::: Input :::

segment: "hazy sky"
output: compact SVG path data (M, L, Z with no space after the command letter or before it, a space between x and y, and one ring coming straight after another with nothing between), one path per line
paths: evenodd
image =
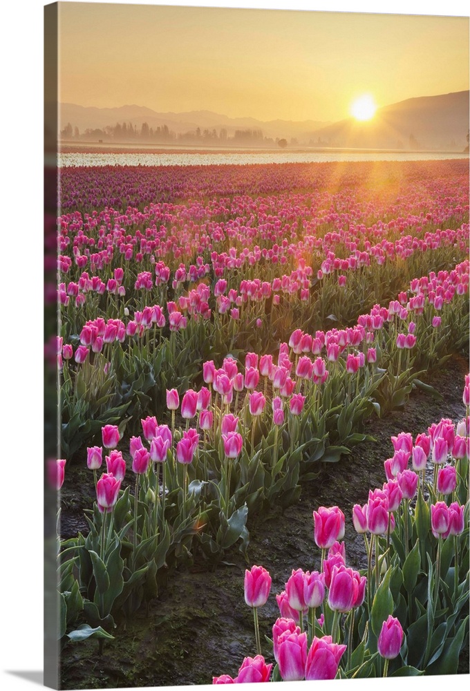
M469 88L465 17L59 3L59 100L337 120Z

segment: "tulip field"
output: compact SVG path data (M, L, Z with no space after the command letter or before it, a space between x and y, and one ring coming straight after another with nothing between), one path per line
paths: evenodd
M468 672L468 160L59 191L62 688Z

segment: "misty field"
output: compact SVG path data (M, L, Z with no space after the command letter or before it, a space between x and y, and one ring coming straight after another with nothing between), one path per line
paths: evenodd
M63 688L465 671L468 160L60 185Z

:::

Exercise. Print all of the data above line for line, unchanged, but leave out the pictures.

Output.
segment: "hazy sky"
output: compact SVG path data (M, L, Z with no space after the command letter or before it, a space between x and y, and one ring coming straight after another with nothing between), one path per line
paths: evenodd
image =
M469 88L465 17L59 3L59 100L337 120Z

segment: "tulip field"
output: compact SVG path data (M, L, Z with no space after the command letter or before it, a space between x and y, and one ring coming straight after another with nothing between), one path per line
paths: evenodd
M468 672L468 160L59 191L62 688Z

segment: "misty field"
output: compact SVG path data (M, L, Z with no space after the command letter or before it, a space between x and y, and one ring coming straight after another with nothing between), one path per line
paths: evenodd
M63 688L465 671L468 160L60 185Z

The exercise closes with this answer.